Korea! I've meant to visit for the longest time, but my plans have always been foiled by something or the other. My previous attempt was in 2002 during a month-long trip to Japan, of which I'd planned to spend a week in Korea... only it was the season of the 2002 Football World Cup, jointly hosted by the two countries, meaning rabid hordes of fans shouting Great Han People's Country (see above) had commandeered all the planes and ticket prices were 2-4x the usual. So until this day, the closest I had ever been was two airside transits at Incheon, where all I could do was buy gift packs of kimchi and gaze mournfully out the window.



Korea is, in many ways, the forgotten country of East Asia. China has always made its presence known by its sheer size, lately also in the economic sphere, while you can say "Japan" to any inhabitant of the Western hemisphere and they'll rattle back a string of Japanese stereotypes and cultural concepts: sushi Sony samurai Toyota geisha Hello Kitty kamikaze Nintendo kimono Hirohito zen cherry blossom... but ask the same person to think of something Korean, and odds are they'll draw a blank, unless perhaps they know where Hyundai cars or Samsung LCDs come from. Those who actually know some Koreans, perhaps second-generation kids in America, might be able to recall that they have a reputation as fearsomely dedicated students and even more fearsomely well-honed arcade and PC game players... but what else? With North Korea hiding in self-imposed seclusion and South Korea reduced to a virtual island behind it, only in the last few years has Korean culture made any impact even in its Asian neighbors, with the Hallyu (Korean wave) spearheaded by TV drama "Winter Sonata" converting millions of housewives to the worship of its mild-mannered bespectacled star Yong-sama.

My preconception of Korea was "like Japan, only different" and my initial reaction was to be surprised at (for once) how correct this conception turned out to be. This works both on the superficial big-scale level -- high-tech, great infrastructure, polite and reserved people who don't speak English very well -- but, more surprisingly, also in tiny details like the vending machines on the streets, the rounded corners and pastel colors of public buses, the signage in the subways, and even the rows of onigiri (rice balls wrapped in seaweed) on the convenience store shelves, only here they call it gimbap. But is it parallel evolution, Korea copying Japan, or -- gasp -- Japan copying Korea? More on this later.



For me, personally, the big if rather obvious difference between Japan and Korea is that the Japanese speak Japanese (which I understand), while the Koreans speak Korean (which I don't). Linguists still fight about it, no doubt with a few nationalist hatchets waved about in the process, but to my ear it seems obvious that the languages are related, with similar diction and features like insanely complex verb politeness levels, particle-based SOV syntax and vowel yotalization -- this being my new favorite linguistics term, denoting 'y'-sounds slipping into some syllables: ma/mu/mo becomes mya/myu/myo, etc. Knowing also that it can be tough to get around Japan without knowing Japanese, I figured it'd be a wise investment to attempt to wrap my brain around hangul, Korea's native writing system. On first sight, especially of the handwritten variety, you'd be well excused to think it looks about as comprehensible as Klingon: it was designed by a committee from scratch and is about as abstract as possible in appearance, consisting just of lines at right angles with some circles thrown in.

Exercises to complete
A. Retype part of the travel piece on Korea word for word, beginning at the words "Korea! I've meant" and stopping after "out the window.".
B. According to the travel piece on Korea, who designed hangul?
C. Proceed with the travel piece on Korea, picking up right after its last sentence.
The items that come next are separate material, unconnected to the travel piece on Korea.

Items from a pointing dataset
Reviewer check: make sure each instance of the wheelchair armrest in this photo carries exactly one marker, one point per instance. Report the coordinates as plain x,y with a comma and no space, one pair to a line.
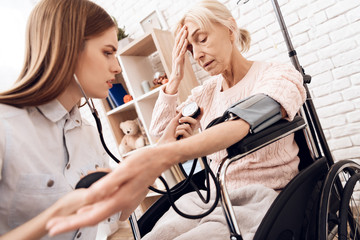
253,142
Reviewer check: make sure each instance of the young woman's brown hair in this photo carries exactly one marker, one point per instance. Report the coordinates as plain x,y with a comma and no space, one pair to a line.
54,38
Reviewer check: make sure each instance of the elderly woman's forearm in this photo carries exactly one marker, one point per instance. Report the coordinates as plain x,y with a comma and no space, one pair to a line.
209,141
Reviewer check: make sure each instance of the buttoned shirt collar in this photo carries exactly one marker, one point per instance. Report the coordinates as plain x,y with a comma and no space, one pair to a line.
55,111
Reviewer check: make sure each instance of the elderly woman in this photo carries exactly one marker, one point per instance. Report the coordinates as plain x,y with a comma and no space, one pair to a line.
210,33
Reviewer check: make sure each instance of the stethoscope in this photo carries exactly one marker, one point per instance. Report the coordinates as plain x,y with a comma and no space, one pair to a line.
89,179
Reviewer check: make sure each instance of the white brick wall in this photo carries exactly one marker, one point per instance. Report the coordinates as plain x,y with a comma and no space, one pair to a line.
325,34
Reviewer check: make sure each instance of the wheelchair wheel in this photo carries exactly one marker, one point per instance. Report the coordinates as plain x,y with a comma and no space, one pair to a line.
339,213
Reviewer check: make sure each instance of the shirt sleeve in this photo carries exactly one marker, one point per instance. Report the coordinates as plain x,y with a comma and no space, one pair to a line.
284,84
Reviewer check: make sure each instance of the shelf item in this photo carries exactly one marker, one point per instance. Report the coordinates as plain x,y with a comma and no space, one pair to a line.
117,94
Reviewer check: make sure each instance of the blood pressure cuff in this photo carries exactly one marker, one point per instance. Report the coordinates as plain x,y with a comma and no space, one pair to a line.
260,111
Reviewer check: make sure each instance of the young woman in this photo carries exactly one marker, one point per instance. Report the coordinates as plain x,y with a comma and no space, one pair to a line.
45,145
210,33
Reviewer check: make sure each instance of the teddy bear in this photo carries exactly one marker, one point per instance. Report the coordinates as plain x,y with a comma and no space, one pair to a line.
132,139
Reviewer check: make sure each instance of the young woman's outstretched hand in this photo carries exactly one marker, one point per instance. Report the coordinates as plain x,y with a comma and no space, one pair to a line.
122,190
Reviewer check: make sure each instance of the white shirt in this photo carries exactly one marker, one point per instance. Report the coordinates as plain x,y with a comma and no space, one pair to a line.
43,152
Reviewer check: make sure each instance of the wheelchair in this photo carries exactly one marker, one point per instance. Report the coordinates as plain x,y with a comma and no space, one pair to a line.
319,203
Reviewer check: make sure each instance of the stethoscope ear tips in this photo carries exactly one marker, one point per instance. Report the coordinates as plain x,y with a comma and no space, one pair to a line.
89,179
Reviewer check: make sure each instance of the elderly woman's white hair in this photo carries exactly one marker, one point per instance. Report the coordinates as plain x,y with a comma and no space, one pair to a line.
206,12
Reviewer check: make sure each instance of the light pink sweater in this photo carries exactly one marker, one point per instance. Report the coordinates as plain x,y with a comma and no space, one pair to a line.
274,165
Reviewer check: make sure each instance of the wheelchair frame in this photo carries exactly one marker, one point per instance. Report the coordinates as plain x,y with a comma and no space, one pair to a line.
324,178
...
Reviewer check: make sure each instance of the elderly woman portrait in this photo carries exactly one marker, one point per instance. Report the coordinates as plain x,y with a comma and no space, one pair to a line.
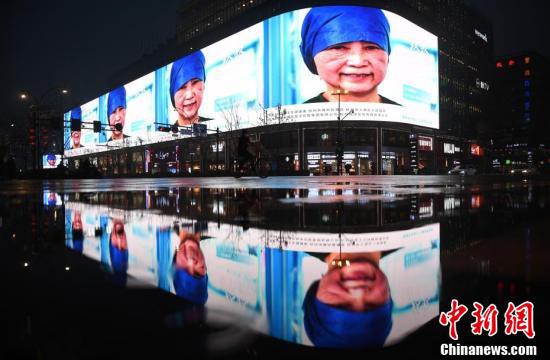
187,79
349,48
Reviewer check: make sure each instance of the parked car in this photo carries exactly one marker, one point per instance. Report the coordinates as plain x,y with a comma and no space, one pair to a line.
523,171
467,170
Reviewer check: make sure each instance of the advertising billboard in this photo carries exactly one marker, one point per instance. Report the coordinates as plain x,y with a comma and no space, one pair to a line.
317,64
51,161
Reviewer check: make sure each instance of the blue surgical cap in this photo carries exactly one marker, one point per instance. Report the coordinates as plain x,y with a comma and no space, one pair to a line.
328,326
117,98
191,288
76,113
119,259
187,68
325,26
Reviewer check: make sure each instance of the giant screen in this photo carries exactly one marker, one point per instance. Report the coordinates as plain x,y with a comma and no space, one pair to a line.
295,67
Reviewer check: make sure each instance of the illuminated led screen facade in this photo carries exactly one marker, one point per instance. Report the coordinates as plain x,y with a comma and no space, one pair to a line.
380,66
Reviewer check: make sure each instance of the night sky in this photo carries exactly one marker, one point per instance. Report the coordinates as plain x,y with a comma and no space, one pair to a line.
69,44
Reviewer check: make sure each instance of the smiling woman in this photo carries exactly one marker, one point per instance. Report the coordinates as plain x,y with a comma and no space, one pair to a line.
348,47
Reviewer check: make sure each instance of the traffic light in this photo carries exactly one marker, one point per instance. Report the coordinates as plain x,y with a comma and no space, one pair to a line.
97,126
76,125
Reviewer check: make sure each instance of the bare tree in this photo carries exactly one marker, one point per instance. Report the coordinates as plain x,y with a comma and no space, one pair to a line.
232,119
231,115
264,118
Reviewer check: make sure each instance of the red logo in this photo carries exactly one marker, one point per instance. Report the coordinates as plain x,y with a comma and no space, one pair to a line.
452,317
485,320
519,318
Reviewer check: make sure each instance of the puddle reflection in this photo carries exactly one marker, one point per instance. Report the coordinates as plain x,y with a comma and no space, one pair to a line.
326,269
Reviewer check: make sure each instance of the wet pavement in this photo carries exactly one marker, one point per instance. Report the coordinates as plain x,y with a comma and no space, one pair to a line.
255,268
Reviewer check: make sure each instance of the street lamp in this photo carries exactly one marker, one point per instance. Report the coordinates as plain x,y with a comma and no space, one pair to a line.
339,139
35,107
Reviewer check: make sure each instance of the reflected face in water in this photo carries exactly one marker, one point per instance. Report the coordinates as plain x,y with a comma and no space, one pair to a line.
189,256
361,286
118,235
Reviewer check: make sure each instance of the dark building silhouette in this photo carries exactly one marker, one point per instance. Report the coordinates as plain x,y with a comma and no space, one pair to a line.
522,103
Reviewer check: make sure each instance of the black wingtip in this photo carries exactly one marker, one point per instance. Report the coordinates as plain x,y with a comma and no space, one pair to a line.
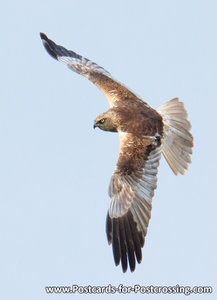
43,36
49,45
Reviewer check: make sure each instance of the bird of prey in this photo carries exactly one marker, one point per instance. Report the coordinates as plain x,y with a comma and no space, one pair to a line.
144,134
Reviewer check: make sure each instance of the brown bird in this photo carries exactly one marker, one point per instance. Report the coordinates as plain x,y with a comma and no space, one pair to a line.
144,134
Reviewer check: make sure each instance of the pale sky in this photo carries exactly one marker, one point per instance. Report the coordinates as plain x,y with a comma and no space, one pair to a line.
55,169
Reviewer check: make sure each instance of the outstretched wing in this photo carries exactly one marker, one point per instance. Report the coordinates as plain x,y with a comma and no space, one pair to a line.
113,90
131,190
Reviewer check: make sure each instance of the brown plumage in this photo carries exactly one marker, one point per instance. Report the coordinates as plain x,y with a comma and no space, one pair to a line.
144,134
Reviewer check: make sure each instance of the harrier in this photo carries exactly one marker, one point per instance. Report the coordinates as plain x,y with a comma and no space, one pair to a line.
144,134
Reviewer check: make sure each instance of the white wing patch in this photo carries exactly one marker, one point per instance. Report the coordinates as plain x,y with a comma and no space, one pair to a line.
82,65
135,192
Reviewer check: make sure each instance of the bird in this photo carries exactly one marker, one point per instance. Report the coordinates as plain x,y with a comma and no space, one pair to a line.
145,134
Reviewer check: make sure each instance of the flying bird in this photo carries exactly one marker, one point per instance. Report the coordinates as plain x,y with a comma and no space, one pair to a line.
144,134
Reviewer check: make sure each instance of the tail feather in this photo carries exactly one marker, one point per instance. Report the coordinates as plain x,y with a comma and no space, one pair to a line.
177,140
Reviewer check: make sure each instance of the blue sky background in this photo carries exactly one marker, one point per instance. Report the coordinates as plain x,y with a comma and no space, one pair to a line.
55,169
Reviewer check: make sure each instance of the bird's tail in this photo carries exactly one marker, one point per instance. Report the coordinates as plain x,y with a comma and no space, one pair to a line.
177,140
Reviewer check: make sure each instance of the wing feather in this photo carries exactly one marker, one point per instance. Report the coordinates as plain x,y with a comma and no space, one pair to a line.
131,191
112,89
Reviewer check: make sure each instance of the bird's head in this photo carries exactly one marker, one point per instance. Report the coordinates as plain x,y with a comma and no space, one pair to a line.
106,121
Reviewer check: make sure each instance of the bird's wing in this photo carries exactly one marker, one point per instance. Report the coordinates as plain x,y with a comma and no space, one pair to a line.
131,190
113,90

Per-task outputs
A.
Korea! I've meant to visit for the longest time, but my plans have always been foiled by something or the other. My previous attempt was in 2002 during a month-long trip to Japan, of which I'd planned to spend a week in Korea... only it was the season of the 2002 Football World Cup, jointly hosted by the two countries, meaning rabid hordes of fans shouting Great Han People's Country (see above) had commandeered all the planes and ticket prices were 2-4x the usual. So until this day, the closest I had ever been was two airside transits at Incheon, where all I could do was buy gift packs of kimchi and gaze mournfully out the window.

B. A committee designed it from scratch.

C.
The code starts to crack when you realize that every bit in a block of hangul represents a sound and that the bits are all logically and phonetically related, with various rotations and transformations of a single character meaning that the vowel changes, or the consonant is aspirated, or the diphthong is yotalized, etc. After perhaps 4 hours of hacking at Declan Software's ReadWrite Korean, I think I can safely say that I can now read Korean better than Thai, which I've been studying on and off for two years! I hereby tip my hat at King Sejong's committee, now if Kim Jong Il could just reform the distinctions between aspirated/unaspirated/tensed consonants and front/back/wide/low vowels out of the language then I'd be speaking like a native.

* * *

The visit to the Joint Security Area at Panmunjom will entail entry into a hostile area and possibility of injury or death as a direct result of enemy action.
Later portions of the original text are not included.